◆ Seçilen Metin:
──────────
Bu bir başarı hikayesidir.
Muhafazakar bir ailenin, ilk çocuğu olarak dünyaya geldim. Tek kız çocuktum. Denek gibi bir şeydim bir nevi. Annem, 4-5 yaşlarımdan beri beni paralı Kuran kurslarına yolladı. Babam, 9 yaşında Kuran’ı okumayı öğrenen ben hakkında, her yerde caka sattı. Eğlenceliydi bir yere kadar. Normalde birbirine sevgi sözcükleri kullanmayan bir evde yaşayan ve ilgiye aç olan ben için çok eğlenceliydi. Her yıl bazen annemle bazen de Kuran kursundaki arkadaşlarımla hatim indirirdik ama bir sorun vardı. Okuduğum şeyi neden okuyordum? Sonunda kazandığım hediyeler yüzünden miydi? “Hey, sorun değil. Sonunda kazandığın şeylere bak” derdim kendi kendime. Mealini bir kere okumadığım Kuran ile ilk tanışmamız böyle oldu. 12 yaşında kandırmalar başladı. Ödül sistemini uygulayarak beni dizginlemeye devam etmek istediler.
Babaannem “Kapanırsan sana renk renk etekler alırız” demişti ama benim daha renk renk tokalarım bile olmamıştı ki.
Öyle kolay kanmadım bu sefer, hem arkadaş ortamımda da kimse kapalı değildi. 13 yaşına geldiğimde, hükümet okullarda kapanma izni verdi. Ailem bana ikinci kez aynı teklifle gelmedi ama ben ilgiye aç bir canavardım. Ayrıca kendimle hiç barışık olmadım. Kulaklarım kepçe idi. Annem saçımı hep at kuyruğu yapardı. Farklı bir şey yapmasını istediğimde “Bilmiyorum, altı üstü okula gidiyorsun” derdi. Saç tellerim çok kalındı ve aşırı kabarık bir saçım vardı. Başörtüsü, kusur olarak gördüğüm birçok şeyi yok edebilirdi. Bir gün öylesine, hevesle okula kapalı gittim. Ailem, özellikle babam, havalara uçtu. Ben de onlar mutlu olduğu için mutlu olmuştum ama neden tesettüre girilir, amaç nedir bilmiyordum. Gel zaman git zaman sorgulama güdüm ortaya çıktı. Bir şekilde kendi kendime cevabını bulmaya çalıştım. En kısa cevap “Güzel olanı saklamak” idi.
16 yaşında iken içimde kalan ukdeler arttı. Çocukken asla tırnaklarıma süremediğim pembe ojeler, çıt çıtlı tokalarla bezenmiş uzun saçlar… Tesettürlü denemeyecek bir kapalı oldum. Dar pantolonlar, kısa sweetler, ağır makyajlar, büyük topuz… Annem arada kızsa da çok bir şey demezdi. Sonuçta kafası kapalı, adı kapalı, kapalı… 17 yaşında iken bir şeyler ters gitmeye başladı. Okuduğum kitaplar, izlediğim diziler, takip ettiğim ünlü düşünürlerin yazıları derken kendi kendimi test etme kararı aldım. Makyajı bıraktım, süslenmek gibi bir şeye hiç girmedim. Tam bir yıl kendimle savaş verdim ama başarılı olamadım. İçimdeki şüphe, dağ gibi büyümeye başladı. Ya açık olsaydım diye hayaller kurmaya başladım. “Bu bir imtihan olmalı” diyerekten kendimi kandırdım.
──────────
Toplanan veri kayıtları
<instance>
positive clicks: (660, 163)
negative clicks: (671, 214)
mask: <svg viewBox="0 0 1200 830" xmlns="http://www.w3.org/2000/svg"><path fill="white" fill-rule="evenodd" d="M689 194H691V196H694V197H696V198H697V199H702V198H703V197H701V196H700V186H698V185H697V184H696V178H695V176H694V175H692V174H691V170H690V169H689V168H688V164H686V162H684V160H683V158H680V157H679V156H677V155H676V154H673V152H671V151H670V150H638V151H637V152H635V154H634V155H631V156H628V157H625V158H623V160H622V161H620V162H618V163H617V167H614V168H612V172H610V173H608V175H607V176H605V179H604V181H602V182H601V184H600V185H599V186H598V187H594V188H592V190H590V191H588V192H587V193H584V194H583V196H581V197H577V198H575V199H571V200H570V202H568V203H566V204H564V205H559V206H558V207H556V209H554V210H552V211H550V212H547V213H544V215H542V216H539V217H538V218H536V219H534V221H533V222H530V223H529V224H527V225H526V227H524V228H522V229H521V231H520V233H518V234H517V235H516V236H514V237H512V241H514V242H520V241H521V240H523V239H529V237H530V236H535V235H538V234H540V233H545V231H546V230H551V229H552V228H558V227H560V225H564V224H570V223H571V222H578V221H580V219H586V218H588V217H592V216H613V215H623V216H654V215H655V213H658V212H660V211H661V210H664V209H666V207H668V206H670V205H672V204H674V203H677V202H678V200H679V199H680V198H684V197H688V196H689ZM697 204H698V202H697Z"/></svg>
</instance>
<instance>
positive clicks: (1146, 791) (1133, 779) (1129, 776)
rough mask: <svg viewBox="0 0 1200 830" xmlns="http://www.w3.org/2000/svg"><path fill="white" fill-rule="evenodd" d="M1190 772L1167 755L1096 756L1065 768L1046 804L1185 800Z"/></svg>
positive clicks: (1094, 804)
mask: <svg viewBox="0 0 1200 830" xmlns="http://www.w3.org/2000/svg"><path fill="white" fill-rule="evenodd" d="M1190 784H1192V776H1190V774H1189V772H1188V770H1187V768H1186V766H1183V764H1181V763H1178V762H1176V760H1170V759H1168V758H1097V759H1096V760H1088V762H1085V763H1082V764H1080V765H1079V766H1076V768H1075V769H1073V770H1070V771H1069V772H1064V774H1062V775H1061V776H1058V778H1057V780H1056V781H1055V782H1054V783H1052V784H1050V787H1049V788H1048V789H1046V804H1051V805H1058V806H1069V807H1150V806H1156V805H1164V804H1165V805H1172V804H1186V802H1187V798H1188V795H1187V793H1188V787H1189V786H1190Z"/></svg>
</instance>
──────────
◆ Verilen Görev: Başörtüsüyle ilgili kişisel anlatıyı, son cümlesinin ardından gelecek biçimde yazarak sürdürün.

◆ Yazılı Yanıt:
Lisenin son senesi derslerime tamamen odak oldum ve düşüncelerimden bir tık uzaklaştım. Şalımı dahi ütülemiyordum. Okul kıyafetine uyan tek şalım bu diyerekten de hep bu şalı taktım. Haftada bir kere yıkanan bu şal, hep saklamak istediğim bir eşya şu an. O şal benim kendime direnmemin sembolü ama yine başaramadım. Aslında bu başarıp başarmama olayı da değildi. Kendime ilk defa “Ben bunu baba rızası için mi yoksa Allah rızası için mi yapıyorum” diye sordum. Cevap çok açıktı; ailem mutlu olsun, ilgimi alayım, egomu tatmin edeyim, gösteriş yapayım… Çok gülünç, değil mi?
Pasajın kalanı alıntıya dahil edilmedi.